[Saved entries]

▬▬▬▬▬▬

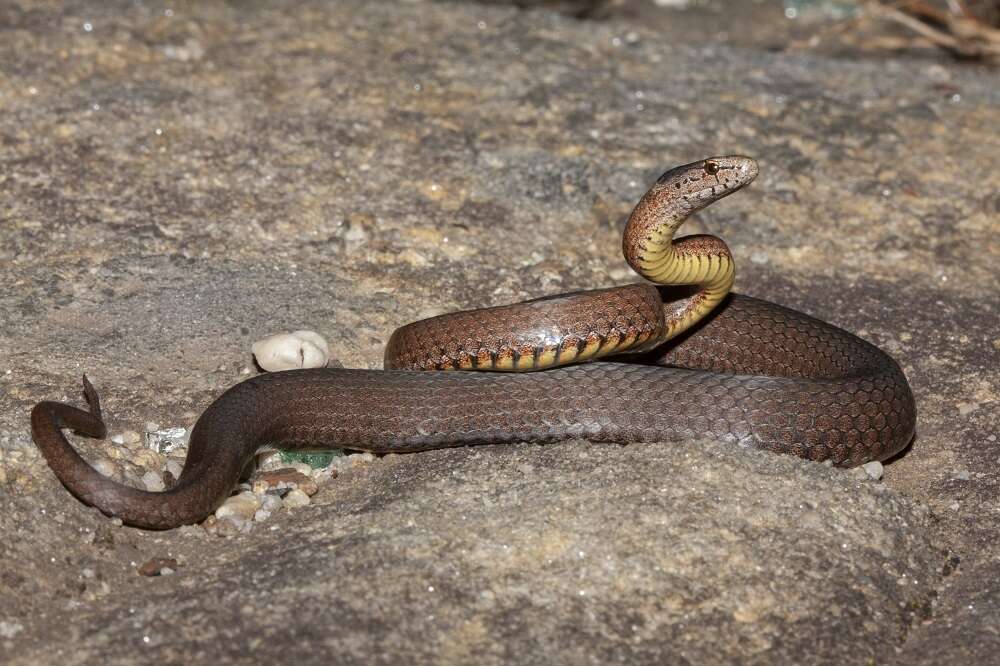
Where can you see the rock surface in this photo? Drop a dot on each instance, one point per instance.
(178, 182)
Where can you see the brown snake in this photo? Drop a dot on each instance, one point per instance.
(750, 372)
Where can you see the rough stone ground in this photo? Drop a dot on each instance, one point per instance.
(176, 182)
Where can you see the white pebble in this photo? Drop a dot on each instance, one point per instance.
(174, 467)
(270, 503)
(288, 351)
(105, 467)
(242, 506)
(874, 469)
(153, 482)
(296, 498)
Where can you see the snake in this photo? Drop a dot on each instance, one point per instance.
(635, 363)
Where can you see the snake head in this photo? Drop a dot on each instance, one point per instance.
(696, 185)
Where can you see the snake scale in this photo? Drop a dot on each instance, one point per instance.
(708, 365)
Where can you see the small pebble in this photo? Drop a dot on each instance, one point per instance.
(288, 351)
(242, 506)
(296, 498)
(166, 440)
(106, 467)
(874, 469)
(153, 482)
(131, 437)
(174, 467)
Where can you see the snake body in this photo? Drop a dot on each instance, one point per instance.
(709, 365)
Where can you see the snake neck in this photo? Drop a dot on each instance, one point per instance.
(704, 261)
(701, 261)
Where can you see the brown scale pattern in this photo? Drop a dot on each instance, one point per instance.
(757, 375)
(754, 374)
(524, 334)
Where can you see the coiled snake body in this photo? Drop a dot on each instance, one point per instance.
(727, 367)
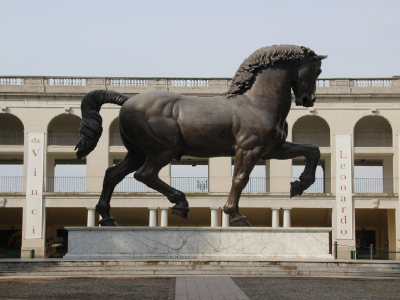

▬▬▬▬▬▬

§ What you are asked to do
In the records above, find the line that contains "Where can you see the brown snake" and repeat exactly that line and all lines after it to the end. Do not include pictures.

§ Expected answer
Where can you see the brown snake in this photo? Drop a dot on each instance, one point per instance.
(750, 372)
Where can you see the rough stone ground in this photo? Drop a dot on each instance, one point per instance.
(176, 182)
Where can you see the white pebble in this photo? Drop a dot on each instance, one point per instance.
(174, 467)
(270, 503)
(288, 351)
(105, 467)
(242, 506)
(874, 469)
(153, 482)
(296, 498)
Where can you see the snake in this photo? Drop a dot on each instance, one point per instance.
(635, 363)
Where can you see the snake head in this photo? Drop a dot on each instance, one point per instance.
(696, 185)
Where can you see the snake scale in this photo? Drop a dot on each instance, one point per instance.
(708, 365)
Where can you see the small pebble in this photo? Drop a dot on each instance, one point per instance.
(288, 351)
(242, 506)
(296, 498)
(166, 440)
(106, 467)
(874, 469)
(153, 482)
(131, 437)
(174, 467)
Where can you see the snake body in this photo? Drop a dot on each instance, one point per instance.
(709, 365)
Where can you see the snake neck in this photo? Drop a dot on each instance, one point per instance.
(704, 261)
(701, 261)
Where can you see the brown scale pattern in this photo? Drop a dot on each instance, one point per instance.
(757, 375)
(754, 374)
(524, 334)
Where can you see the coiled snake body in this photo? Drop a dot on each instance, one point per instance.
(727, 367)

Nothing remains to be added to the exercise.